EXTRACT PROVIDED →
___

The custom cluster-dashboard (the same FastAPI + React app you saw earlier) has a dedicated HF Browse tab that searches HuggingFace's API (via the Nexus mirror), shows model family / size / quantization metadata, and exposes a one-click Pack + Push action that drives kit pack + kit push against the model the user selected. The output lands in Harbor; llama-swap's config picks it up by name. No manual wget of GGUF files, no manual cosign sign. The dashboard wraps it all behind buttons. The Models Library tab is the read-side: a unified view across the local HuggingFace cache, the Ollama-format weights cache, and the Harbor ModelKit registry, so you can see at a glance what's "available locally", what's "in Harbor", and what's "just out there". Click load, the right backend gets pinged.

GitOps: the rest of it is code

Everything that isn't a model is in Forgejo at git.ozteklab.com/ozteklab/infra and rolled out by Flux v2 (K3s) or a small deploy.sh + placeholder render pattern (Docker hosts + TrueNAS apps). Secrets live in OpenBao (a Vault-compatible fork) at secret/*, and the deploy scripts pull them at render time using __OPENBAO_<key>__ placeholders, never committed to git. Three things this buys you, all of which I rely on weekly:

Reproducible disasters. When RustFS went down twice on 2026-05-20 + 21 (image-layer corruption on the TrueNAS Docker overlay), the recovery wasn't "remember what I did last time", it was "run the runbook + read the GitOps manifest + redeploy". The whole thing was back in 5 minutes the second time, vs ~30 the first.
Atomic rollbacks. git revert on a misconfigured otelcol pipeline rolled the whole observability fan-out back to the previous state in under a minute. Flux reconciled, otelcol restarted, dashboards live again.
Audit trail by accident. Every change is a commit. When a kube-vip flap chronic-fix landed back in May, the why-and-when was sitting right there in the commit message (memory: kube-vip chronic flap recipe for the curious).

___

WHAT IS NEEDED → Continue the write-up on the cluster's GitOps setup from right after its last sentence.

___

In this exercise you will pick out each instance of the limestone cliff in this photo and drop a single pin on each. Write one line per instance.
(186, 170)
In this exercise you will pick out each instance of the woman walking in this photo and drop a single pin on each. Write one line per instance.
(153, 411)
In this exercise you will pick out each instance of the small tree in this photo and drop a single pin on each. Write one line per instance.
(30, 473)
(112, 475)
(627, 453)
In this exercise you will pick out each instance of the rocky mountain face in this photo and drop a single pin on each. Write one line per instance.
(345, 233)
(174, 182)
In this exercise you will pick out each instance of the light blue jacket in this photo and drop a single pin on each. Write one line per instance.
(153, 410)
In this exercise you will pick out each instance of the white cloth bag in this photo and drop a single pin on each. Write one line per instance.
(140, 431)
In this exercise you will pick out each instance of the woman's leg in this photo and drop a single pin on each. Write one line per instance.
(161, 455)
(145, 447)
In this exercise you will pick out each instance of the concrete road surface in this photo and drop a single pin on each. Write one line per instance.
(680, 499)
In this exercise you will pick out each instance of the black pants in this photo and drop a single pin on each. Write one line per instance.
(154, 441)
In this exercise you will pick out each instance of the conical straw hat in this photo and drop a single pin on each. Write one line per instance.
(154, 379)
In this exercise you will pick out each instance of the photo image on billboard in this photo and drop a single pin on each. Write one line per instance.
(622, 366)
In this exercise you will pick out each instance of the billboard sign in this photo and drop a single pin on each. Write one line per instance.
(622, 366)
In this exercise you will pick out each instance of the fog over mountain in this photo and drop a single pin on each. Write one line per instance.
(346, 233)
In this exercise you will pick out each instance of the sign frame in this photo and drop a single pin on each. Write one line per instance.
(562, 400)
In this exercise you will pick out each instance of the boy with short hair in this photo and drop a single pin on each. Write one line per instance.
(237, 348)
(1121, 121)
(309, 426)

___

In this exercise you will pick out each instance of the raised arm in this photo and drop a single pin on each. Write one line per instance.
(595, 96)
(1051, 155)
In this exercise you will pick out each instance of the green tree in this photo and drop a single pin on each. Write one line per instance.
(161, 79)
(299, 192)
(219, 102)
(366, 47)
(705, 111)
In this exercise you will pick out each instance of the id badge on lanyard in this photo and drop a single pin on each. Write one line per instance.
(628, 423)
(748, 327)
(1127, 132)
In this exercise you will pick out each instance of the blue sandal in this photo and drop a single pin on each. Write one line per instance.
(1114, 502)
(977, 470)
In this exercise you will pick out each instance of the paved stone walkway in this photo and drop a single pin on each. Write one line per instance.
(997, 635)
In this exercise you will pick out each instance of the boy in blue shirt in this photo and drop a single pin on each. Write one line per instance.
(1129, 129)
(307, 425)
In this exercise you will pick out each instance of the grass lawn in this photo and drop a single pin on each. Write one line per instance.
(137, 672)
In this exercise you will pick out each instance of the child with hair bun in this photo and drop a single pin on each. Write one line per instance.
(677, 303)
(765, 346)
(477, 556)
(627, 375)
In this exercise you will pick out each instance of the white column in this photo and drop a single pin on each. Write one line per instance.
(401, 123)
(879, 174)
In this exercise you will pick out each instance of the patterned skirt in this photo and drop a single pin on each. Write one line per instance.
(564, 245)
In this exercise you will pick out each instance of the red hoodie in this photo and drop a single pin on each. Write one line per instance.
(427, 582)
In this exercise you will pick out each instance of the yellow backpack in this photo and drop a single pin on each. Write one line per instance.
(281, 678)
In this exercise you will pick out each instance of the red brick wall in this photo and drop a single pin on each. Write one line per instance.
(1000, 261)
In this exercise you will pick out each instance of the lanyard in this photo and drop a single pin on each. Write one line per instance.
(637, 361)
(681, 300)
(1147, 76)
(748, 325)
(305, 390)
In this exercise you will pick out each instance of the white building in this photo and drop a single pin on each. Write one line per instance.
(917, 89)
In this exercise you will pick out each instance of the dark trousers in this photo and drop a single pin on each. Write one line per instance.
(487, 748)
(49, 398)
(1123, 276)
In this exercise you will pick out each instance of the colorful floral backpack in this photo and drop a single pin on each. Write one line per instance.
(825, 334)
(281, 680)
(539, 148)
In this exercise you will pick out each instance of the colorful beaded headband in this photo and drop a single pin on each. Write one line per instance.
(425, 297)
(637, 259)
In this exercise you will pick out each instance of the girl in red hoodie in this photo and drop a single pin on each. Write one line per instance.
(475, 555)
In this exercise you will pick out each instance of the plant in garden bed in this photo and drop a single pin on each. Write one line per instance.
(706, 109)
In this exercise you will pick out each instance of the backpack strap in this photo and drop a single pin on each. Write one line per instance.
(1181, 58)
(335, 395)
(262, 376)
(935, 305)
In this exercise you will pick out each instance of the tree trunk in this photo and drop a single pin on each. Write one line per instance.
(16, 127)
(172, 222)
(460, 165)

___

ANSWER BELOW →
The reason I'm bothering with all of this for what is, after all, a hobby AI cluster, is that a half-built lab teaches you the wrong lessons. If the lab doesn't model the supply chain properly, the dashboards you build on top of it don't measure anything that translates back to a real platform. Harbor + KitOps + Nexus + Flux + OpenBao isn't overkill for "just AI inference", it's the price of having the lab behave like a small platform team's environment, with all the same audit, rollback, and reproducibility expectations. The lab pays for itself the first time something breaks at 2 a.m. and the runbook is git pull && flux reconcile.

4. Power telemetry: `macmon` → OpenTelemetry

This is the new bit, and it's the reason I'm posting.

EXO.app bundles a small Rust binary called macmon that reads Apple-silicon power and temperature data via Apple's IOReport framework. EXO's own topology UI uses it to show per-node wattage live. That data is exactly what I want as a queryable metric series across my whole observability stack, but it's locked inside EXO.app's UI.

So I wrote a 120-line Python adapter that runs macmon pipe --interval 5000 as a subprocess, parses each JSON sample, and POSTs it as OTLP-format gauges to my central OTel collector on ai-stack:

PYTHON

# Excerpt: macmon-otel-exporter.py
proc = subprocess.Popen(
    [MACMON, "pipe", "--interval", str(interval_ms)],
    stdout=subprocess.PIPE, bufsize=1, text=True,
)
for line in proc.stdout:
    sample = json.loads(line)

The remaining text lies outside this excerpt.